Given exercise
Summarize the piece on anxiety in two sentences.

___ Quoted text ___

Quit worrying and love anxiety

T

he first thing I do when I wake up in the morning is check my email. I sleep with my phone under my pillow, and every morning, I hold my breath and scroll for anything important. It’s almost always your standard deluge of morning messages, but sometimes there are emails about exciting project opportunities like writing jobs or speaking gigs — the kinds of things I should be thrilled about given they’re how I earn an income. But in reality, they’re yet another entry on the list of things that make me anxious.

When you’re an anxious person, even something good can fill you with dread and panic: How will I deal with this important thing?

I work for myself, which means I’m in a perpetual state of semi-panic. My mind is filled with constant nagging worries that any self-employed person will easily recognize: What if my tax bill is huge? What if I fall and break my arm on the Metro? Should I have never quit my 9 to 5? Throw my anxiety into the mix, and most of my days are spent with a low-level fear that something bad will happen and that once I go through the internal whodunit in my mind, I’ll realize that I was to blame the entire time. The call was coming from inside the house; I am ruining my own life with my own behavior.

___ Data block ___

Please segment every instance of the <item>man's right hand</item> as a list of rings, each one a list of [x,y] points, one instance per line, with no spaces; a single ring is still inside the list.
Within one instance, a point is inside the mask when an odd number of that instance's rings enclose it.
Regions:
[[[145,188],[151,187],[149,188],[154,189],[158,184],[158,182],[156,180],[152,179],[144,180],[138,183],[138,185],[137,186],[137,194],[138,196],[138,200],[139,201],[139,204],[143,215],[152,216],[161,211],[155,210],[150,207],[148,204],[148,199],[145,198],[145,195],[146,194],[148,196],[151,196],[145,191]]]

___

Full solution
The writer checks email first thing every morning and finds that even good news, such as offers of writing jobs or speaking gigs, becomes one more thing to feel anxious about. Working for themselves keeps the writer in a constant state of semi-panic, full of nagging worries and a low-level fear that something bad will happen and that they will turn out to be the one to blame.